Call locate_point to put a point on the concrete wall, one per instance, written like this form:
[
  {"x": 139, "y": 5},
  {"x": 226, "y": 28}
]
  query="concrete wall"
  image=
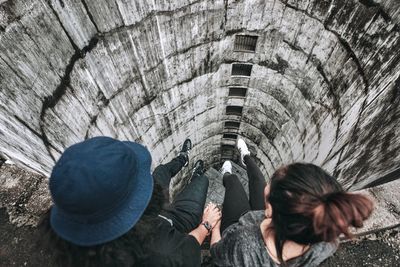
[{"x": 324, "y": 87}]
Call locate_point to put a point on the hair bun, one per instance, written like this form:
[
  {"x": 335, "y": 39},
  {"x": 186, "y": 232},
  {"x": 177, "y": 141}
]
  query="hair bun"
[{"x": 337, "y": 212}]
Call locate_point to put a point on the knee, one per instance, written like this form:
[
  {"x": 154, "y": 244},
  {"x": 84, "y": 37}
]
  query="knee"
[{"x": 229, "y": 179}]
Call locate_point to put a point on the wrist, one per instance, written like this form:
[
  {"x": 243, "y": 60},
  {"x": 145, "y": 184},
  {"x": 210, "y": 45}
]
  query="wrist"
[{"x": 207, "y": 226}]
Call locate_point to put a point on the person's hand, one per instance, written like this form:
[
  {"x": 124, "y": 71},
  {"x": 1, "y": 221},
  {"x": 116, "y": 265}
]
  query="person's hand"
[
  {"x": 217, "y": 226},
  {"x": 212, "y": 214}
]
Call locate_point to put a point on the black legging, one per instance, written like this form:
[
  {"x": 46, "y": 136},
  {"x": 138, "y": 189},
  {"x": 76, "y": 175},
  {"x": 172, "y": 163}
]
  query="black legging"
[
  {"x": 235, "y": 201},
  {"x": 186, "y": 210}
]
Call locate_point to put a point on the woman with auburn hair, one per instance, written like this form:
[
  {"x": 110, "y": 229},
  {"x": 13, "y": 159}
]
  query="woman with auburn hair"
[{"x": 295, "y": 220}]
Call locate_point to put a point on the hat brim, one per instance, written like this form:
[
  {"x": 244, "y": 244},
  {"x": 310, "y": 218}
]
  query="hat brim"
[{"x": 122, "y": 219}]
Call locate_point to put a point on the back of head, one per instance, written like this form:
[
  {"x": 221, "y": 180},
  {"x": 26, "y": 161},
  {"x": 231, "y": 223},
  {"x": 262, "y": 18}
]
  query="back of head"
[{"x": 309, "y": 205}]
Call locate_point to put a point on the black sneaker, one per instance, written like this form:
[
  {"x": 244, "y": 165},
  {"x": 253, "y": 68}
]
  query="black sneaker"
[
  {"x": 198, "y": 168},
  {"x": 185, "y": 150}
]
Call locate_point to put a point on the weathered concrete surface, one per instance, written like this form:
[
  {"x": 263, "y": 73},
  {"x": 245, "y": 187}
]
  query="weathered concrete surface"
[
  {"x": 324, "y": 87},
  {"x": 19, "y": 238}
]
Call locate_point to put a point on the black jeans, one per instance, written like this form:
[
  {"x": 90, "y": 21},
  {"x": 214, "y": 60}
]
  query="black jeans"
[
  {"x": 186, "y": 211},
  {"x": 236, "y": 202}
]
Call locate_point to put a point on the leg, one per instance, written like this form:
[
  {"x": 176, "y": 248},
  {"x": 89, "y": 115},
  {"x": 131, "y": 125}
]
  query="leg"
[
  {"x": 235, "y": 201},
  {"x": 256, "y": 184},
  {"x": 163, "y": 173},
  {"x": 186, "y": 211}
]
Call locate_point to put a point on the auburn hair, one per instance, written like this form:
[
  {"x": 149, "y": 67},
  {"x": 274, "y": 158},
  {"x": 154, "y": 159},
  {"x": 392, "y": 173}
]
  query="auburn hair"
[{"x": 310, "y": 206}]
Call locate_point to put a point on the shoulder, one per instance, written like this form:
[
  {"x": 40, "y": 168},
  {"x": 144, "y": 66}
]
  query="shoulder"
[
  {"x": 252, "y": 217},
  {"x": 317, "y": 253}
]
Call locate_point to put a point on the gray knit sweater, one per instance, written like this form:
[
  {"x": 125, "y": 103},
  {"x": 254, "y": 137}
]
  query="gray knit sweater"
[{"x": 242, "y": 244}]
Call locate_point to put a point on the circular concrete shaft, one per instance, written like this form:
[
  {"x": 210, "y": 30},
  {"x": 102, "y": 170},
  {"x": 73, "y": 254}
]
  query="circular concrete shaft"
[{"x": 324, "y": 82}]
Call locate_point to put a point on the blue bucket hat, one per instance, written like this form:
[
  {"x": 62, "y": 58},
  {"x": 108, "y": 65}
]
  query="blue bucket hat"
[{"x": 100, "y": 189}]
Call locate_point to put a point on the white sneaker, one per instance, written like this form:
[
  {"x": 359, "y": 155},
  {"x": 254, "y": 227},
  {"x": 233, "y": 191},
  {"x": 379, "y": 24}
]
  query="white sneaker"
[
  {"x": 243, "y": 150},
  {"x": 226, "y": 167}
]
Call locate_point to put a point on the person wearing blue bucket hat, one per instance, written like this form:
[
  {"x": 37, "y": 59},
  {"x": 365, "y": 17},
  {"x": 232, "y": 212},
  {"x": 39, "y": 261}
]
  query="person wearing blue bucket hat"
[{"x": 109, "y": 210}]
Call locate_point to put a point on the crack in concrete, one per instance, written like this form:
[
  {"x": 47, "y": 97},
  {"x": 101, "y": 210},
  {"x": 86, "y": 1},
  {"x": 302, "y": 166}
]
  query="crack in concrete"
[
  {"x": 51, "y": 101},
  {"x": 23, "y": 199},
  {"x": 90, "y": 15},
  {"x": 342, "y": 41},
  {"x": 373, "y": 4}
]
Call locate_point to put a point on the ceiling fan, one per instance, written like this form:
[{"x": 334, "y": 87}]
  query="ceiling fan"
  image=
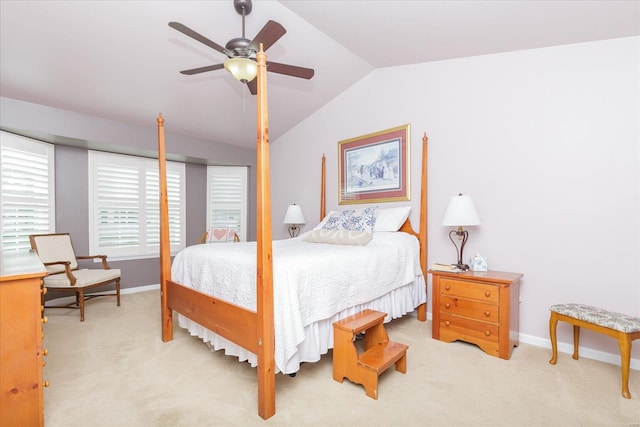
[{"x": 241, "y": 52}]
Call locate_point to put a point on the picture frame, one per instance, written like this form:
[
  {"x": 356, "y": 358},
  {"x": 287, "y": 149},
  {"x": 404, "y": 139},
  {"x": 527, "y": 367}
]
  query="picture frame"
[{"x": 374, "y": 168}]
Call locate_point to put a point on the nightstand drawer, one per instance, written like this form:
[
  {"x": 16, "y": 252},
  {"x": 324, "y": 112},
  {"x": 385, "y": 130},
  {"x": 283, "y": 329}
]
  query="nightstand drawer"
[
  {"x": 467, "y": 328},
  {"x": 468, "y": 289},
  {"x": 469, "y": 308}
]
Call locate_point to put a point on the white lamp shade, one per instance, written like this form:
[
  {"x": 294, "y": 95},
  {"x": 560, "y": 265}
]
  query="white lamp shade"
[
  {"x": 461, "y": 212},
  {"x": 294, "y": 215},
  {"x": 243, "y": 69}
]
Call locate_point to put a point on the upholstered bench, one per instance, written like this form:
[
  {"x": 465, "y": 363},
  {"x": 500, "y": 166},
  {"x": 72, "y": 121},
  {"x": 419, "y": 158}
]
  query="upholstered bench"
[{"x": 620, "y": 326}]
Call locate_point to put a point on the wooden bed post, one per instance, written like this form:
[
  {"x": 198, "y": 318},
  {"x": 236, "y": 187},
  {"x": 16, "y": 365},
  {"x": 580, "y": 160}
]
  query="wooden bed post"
[
  {"x": 323, "y": 190},
  {"x": 165, "y": 246},
  {"x": 264, "y": 273},
  {"x": 422, "y": 309}
]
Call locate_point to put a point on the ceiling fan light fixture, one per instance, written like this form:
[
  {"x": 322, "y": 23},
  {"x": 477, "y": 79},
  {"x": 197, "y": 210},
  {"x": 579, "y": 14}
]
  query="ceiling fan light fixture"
[{"x": 243, "y": 69}]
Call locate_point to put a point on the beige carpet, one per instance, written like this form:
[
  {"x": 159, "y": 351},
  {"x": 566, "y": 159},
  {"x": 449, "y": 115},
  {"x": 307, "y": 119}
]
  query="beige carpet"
[{"x": 114, "y": 370}]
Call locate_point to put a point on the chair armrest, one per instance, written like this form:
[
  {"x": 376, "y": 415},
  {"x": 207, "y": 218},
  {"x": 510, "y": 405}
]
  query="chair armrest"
[
  {"x": 102, "y": 257},
  {"x": 67, "y": 270}
]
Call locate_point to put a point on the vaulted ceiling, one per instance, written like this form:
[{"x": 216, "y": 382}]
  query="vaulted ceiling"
[{"x": 120, "y": 60}]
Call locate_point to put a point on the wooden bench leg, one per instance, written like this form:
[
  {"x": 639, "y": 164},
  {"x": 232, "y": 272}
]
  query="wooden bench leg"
[
  {"x": 401, "y": 364},
  {"x": 553, "y": 324},
  {"x": 576, "y": 341},
  {"x": 624, "y": 342}
]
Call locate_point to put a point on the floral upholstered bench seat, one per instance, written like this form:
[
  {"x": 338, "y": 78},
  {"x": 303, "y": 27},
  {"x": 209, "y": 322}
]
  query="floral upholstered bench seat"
[{"x": 623, "y": 327}]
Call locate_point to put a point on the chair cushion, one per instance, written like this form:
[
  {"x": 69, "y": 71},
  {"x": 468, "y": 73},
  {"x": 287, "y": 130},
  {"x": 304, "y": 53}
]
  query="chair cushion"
[
  {"x": 597, "y": 316},
  {"x": 56, "y": 247},
  {"x": 85, "y": 277}
]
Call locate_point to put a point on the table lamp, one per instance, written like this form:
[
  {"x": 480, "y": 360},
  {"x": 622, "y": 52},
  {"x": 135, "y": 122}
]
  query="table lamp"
[
  {"x": 460, "y": 213},
  {"x": 294, "y": 217}
]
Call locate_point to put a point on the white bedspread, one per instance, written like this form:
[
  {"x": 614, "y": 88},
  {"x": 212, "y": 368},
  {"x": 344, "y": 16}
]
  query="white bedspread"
[{"x": 312, "y": 281}]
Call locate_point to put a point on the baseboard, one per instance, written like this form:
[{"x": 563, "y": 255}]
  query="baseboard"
[
  {"x": 567, "y": 348},
  {"x": 71, "y": 299}
]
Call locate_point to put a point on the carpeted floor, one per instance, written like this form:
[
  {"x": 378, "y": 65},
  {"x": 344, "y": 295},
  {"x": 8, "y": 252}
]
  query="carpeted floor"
[{"x": 114, "y": 370}]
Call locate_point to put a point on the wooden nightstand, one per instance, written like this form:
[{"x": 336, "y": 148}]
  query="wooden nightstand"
[{"x": 477, "y": 307}]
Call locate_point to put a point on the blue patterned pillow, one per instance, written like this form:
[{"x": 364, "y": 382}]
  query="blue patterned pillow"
[{"x": 353, "y": 220}]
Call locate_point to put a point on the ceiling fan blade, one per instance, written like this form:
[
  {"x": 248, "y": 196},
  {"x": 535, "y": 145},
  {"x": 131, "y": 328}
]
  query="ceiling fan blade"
[
  {"x": 253, "y": 86},
  {"x": 290, "y": 70},
  {"x": 202, "y": 69},
  {"x": 199, "y": 37},
  {"x": 268, "y": 35}
]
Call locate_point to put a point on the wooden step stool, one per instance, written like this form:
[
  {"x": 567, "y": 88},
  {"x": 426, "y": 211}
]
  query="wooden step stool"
[{"x": 379, "y": 354}]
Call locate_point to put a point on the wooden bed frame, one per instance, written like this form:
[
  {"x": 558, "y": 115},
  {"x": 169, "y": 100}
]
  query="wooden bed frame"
[{"x": 252, "y": 330}]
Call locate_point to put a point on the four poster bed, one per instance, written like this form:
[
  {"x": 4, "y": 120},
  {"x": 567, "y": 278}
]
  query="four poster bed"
[{"x": 225, "y": 293}]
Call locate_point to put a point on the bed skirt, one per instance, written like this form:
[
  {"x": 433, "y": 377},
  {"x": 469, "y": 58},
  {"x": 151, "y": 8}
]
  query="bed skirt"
[{"x": 319, "y": 335}]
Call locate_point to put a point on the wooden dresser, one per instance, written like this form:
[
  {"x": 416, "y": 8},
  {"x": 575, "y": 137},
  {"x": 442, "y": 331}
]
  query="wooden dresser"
[
  {"x": 477, "y": 307},
  {"x": 21, "y": 353}
]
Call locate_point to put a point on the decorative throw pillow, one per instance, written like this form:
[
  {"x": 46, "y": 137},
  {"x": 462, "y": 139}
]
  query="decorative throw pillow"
[
  {"x": 391, "y": 219},
  {"x": 337, "y": 237},
  {"x": 353, "y": 220}
]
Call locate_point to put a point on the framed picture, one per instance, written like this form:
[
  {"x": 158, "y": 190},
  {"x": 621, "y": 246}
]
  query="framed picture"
[{"x": 375, "y": 167}]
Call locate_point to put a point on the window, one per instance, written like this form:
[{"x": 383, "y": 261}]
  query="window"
[
  {"x": 27, "y": 196},
  {"x": 227, "y": 198},
  {"x": 124, "y": 205}
]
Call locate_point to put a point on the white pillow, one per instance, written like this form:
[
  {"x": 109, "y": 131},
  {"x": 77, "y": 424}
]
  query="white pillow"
[
  {"x": 324, "y": 220},
  {"x": 337, "y": 237},
  {"x": 353, "y": 220},
  {"x": 391, "y": 219}
]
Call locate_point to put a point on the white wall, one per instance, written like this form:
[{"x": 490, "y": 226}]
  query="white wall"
[{"x": 546, "y": 143}]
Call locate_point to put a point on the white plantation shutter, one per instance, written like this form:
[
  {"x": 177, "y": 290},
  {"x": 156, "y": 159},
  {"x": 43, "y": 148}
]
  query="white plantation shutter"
[
  {"x": 227, "y": 198},
  {"x": 27, "y": 196},
  {"x": 124, "y": 205},
  {"x": 175, "y": 184}
]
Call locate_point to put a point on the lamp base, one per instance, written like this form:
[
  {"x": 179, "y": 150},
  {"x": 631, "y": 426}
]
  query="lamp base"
[
  {"x": 463, "y": 267},
  {"x": 294, "y": 230}
]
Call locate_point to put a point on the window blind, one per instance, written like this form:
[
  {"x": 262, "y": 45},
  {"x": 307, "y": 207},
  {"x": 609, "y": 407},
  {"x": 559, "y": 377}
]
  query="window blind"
[
  {"x": 227, "y": 198},
  {"x": 27, "y": 190},
  {"x": 125, "y": 202}
]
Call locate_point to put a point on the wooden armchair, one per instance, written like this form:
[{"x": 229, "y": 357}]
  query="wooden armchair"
[{"x": 57, "y": 254}]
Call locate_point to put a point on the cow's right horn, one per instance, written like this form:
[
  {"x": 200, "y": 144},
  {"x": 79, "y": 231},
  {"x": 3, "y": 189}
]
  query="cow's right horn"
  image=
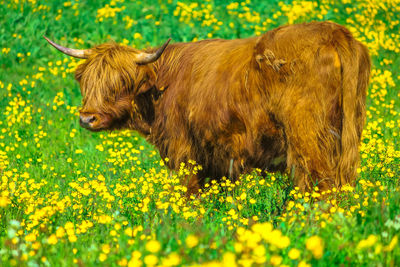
[{"x": 78, "y": 53}]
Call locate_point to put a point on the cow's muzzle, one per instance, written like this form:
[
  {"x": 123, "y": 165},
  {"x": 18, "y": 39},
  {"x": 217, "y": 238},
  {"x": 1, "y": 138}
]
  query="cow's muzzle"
[{"x": 87, "y": 121}]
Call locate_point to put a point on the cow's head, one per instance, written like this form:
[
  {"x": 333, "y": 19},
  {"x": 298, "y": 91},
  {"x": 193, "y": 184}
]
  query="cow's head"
[{"x": 110, "y": 79}]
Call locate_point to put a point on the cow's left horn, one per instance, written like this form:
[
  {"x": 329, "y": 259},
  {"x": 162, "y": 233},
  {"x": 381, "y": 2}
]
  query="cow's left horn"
[
  {"x": 146, "y": 58},
  {"x": 78, "y": 53}
]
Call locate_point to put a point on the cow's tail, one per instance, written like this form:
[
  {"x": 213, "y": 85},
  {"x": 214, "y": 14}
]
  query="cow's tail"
[{"x": 355, "y": 65}]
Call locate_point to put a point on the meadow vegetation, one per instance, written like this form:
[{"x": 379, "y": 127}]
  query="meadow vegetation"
[{"x": 70, "y": 197}]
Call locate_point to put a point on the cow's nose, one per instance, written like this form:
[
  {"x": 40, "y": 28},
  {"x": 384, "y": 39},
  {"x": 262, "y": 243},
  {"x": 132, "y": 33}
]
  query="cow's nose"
[{"x": 86, "y": 120}]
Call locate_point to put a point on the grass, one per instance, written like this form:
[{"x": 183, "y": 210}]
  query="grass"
[{"x": 72, "y": 197}]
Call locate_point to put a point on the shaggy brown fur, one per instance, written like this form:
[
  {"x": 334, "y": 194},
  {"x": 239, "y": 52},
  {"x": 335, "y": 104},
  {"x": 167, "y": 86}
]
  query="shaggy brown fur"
[{"x": 290, "y": 100}]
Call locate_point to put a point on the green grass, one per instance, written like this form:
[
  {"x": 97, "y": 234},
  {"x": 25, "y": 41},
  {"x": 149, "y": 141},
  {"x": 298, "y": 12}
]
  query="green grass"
[{"x": 111, "y": 194}]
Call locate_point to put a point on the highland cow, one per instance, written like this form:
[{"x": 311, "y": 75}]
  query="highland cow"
[{"x": 290, "y": 100}]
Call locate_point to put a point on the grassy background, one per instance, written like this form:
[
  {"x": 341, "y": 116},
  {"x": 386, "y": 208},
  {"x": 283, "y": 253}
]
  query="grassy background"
[{"x": 72, "y": 197}]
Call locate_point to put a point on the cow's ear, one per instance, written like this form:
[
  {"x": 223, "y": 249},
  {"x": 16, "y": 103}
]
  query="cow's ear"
[{"x": 147, "y": 80}]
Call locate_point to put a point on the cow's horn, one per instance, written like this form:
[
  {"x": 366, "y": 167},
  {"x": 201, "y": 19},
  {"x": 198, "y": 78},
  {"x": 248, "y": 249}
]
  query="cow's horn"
[
  {"x": 146, "y": 58},
  {"x": 69, "y": 51}
]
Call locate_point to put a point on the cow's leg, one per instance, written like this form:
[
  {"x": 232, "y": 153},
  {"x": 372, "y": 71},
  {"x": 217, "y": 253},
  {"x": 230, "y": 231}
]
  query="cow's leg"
[
  {"x": 313, "y": 148},
  {"x": 193, "y": 184},
  {"x": 311, "y": 159}
]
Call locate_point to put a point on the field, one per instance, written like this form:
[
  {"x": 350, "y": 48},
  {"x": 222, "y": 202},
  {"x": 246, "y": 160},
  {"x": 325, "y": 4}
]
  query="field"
[{"x": 70, "y": 197}]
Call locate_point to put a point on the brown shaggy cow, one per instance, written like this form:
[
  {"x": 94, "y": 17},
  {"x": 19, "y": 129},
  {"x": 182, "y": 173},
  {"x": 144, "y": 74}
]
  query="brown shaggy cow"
[{"x": 292, "y": 99}]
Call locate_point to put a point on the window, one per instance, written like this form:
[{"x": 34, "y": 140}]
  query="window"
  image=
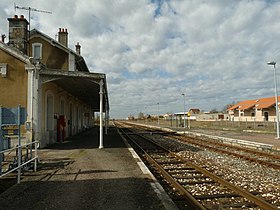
[{"x": 37, "y": 50}]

> _To do_
Pass over all pictures while writing out the lines from the line with "Call locate_point to put a point on the field, one" through the last line exactly.

> _Solution_
Call locate_point to put a point on the field, one per instance, written like this form:
[
  {"x": 350, "y": 48},
  {"x": 222, "y": 202},
  {"x": 246, "y": 160},
  {"x": 325, "y": 4}
]
  query="field"
[{"x": 70, "y": 197}]
Call locate_point to put a point on the brown shaggy cow, one per instance, written like this form:
[
  {"x": 94, "y": 17},
  {"x": 19, "y": 129},
  {"x": 182, "y": 173},
  {"x": 144, "y": 74}
]
  query="brown shaggy cow"
[{"x": 292, "y": 99}]
Call locate_point to put a point on the window, one per instance, written like this form:
[{"x": 34, "y": 140}]
  query="window"
  image=
[{"x": 37, "y": 50}]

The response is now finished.